Error "Failed to create swap file" seen when attempting to power on a VM on a specific ESXi host within the cluster.
search cancel

Error "Failed to create swap file" seen when attempting to power on a VM on a specific ESXi host within the cluster.

book

Article ID: 406145

calendar_today

Updated On:

Products

VMware vSAN

Issue/Introduction

VM powering on fails with the following error 

Module MonitorLoop power on failed.
Failed to start the virtual machine.
Failed to power on VM. Could not power on virtual machine: Failure.
Failed to create swap file /vmfs/volumes/vsan:xxxxxxxx-xxxx-xxxx-xxxx-xxxxxxxxxxxx:/xxxxxxxx-xxxx-xxxx-xxxx-xxxxxxxxxxxx:.vswp: Failure

Environment

VMware vSAN 7.X 

VMware vSAN 8.X 

VMware vSAN 9.X 

Cause

There are numerous 'RPC to DOM op create returned: No connection' error messages in the var/log/vmkernel logs.

vmkwarning: cpu17: ##########:)WARNING: VSAN: VsanIoctlCtrlNodeCommon:3138: #######-####-####-####-#########: RPC to DOM op create returned: Socket is not connected.

These errors indicate an underlying network issue, from this specific host's perspective, and its inability to communicate with other nodes.

Resolution

Network investigation needs to be done on the host where VMs are not powering on or created, these will need to be checked below. 

  • Check if MTU is consistent across the entire cluster, especially on the problematic host.  Instructions to troubleshooting MTU connectivity can be found here.

Dataset excerpts:

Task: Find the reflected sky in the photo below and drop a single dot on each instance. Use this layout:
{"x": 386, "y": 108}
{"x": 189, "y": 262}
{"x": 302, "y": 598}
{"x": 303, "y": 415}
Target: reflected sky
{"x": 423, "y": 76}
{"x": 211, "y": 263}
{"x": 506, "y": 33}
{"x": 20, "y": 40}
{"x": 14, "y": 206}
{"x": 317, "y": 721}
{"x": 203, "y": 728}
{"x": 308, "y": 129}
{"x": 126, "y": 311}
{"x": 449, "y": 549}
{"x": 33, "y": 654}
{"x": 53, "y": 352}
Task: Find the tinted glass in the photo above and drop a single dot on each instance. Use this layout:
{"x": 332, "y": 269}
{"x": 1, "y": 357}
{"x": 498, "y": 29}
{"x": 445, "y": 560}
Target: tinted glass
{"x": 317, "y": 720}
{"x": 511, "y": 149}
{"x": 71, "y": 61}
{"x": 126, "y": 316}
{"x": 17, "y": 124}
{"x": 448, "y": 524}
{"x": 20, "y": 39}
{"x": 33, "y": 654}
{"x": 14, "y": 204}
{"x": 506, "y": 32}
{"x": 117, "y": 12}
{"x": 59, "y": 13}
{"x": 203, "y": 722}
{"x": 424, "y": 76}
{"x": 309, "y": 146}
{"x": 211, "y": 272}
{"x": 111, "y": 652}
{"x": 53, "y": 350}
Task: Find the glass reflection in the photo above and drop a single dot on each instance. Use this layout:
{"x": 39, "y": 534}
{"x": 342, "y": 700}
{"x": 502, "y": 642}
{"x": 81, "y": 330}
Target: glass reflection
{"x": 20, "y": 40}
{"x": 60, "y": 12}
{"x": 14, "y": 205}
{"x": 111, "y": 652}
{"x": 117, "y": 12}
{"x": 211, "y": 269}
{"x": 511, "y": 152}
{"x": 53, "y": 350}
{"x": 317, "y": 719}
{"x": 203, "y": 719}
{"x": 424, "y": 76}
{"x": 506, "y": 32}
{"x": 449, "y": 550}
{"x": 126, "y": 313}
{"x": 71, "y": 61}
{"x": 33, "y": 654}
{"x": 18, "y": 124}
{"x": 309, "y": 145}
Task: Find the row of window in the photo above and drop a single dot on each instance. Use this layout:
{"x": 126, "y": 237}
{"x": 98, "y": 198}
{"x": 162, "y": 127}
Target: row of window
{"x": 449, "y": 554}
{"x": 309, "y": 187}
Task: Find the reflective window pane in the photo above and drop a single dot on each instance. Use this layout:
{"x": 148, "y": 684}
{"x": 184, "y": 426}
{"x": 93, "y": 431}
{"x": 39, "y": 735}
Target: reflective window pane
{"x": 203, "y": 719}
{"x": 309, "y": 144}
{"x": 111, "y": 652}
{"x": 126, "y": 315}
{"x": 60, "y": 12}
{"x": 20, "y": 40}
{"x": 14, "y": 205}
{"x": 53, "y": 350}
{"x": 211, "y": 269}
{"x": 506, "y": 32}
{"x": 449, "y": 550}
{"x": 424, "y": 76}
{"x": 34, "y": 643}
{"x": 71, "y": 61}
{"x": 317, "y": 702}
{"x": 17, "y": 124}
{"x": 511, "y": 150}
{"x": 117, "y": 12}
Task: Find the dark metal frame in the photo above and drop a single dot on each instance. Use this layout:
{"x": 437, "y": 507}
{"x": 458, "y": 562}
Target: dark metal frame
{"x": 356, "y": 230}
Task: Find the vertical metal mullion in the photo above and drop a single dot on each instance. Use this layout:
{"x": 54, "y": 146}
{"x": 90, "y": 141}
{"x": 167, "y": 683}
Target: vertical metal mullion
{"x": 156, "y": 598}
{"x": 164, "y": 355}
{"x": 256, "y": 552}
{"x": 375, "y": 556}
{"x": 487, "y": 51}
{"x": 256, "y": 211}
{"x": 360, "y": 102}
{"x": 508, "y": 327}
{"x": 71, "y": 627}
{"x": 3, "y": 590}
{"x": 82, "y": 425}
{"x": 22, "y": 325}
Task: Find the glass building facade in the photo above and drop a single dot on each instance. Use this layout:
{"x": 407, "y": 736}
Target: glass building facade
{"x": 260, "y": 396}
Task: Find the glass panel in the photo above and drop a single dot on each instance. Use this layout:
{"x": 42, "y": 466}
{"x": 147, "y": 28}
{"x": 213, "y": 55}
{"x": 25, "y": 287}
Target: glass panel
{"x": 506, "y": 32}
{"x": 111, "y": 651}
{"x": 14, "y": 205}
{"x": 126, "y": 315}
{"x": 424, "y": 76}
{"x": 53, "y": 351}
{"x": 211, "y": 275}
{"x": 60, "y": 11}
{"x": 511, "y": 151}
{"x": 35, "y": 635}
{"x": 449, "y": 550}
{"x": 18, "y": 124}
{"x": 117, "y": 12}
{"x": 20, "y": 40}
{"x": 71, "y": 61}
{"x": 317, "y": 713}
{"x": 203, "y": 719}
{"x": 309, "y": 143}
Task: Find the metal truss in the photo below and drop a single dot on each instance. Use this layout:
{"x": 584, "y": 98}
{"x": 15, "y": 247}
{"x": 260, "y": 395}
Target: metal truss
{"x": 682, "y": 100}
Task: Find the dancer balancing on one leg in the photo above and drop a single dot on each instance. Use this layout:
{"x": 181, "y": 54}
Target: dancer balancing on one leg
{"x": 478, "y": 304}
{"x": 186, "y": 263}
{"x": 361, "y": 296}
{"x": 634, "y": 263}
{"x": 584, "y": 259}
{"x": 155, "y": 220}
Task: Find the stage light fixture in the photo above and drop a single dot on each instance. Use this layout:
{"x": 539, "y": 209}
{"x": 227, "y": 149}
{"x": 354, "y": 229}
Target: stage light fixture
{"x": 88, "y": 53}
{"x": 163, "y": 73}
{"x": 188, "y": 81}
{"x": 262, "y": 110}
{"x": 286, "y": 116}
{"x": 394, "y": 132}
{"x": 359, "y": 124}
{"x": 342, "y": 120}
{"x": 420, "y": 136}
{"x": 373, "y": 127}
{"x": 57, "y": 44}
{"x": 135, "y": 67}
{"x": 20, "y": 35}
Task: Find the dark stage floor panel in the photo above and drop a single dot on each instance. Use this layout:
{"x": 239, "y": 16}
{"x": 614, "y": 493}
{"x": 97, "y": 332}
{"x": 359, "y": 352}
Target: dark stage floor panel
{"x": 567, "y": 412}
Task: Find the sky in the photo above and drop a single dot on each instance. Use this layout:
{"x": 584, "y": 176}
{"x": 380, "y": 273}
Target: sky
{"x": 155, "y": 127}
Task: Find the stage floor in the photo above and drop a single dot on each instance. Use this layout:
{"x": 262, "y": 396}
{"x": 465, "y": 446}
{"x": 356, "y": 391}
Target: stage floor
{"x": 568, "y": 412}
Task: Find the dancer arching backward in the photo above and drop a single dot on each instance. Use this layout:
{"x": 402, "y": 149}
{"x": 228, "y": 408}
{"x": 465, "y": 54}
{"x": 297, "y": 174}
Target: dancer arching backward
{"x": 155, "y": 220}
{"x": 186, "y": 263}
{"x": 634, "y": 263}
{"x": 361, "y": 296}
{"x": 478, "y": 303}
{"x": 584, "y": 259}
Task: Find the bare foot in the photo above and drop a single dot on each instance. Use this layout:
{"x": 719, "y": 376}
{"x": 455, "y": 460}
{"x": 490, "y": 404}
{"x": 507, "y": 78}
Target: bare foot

Short task: In the swap file error article, what do the "RPC to DOM op create" errors in the vmkernel logs indicate?

Result of the task: They indicate an underlying network issue, from that specific host's perspective, and its inability to communicate with other nodes.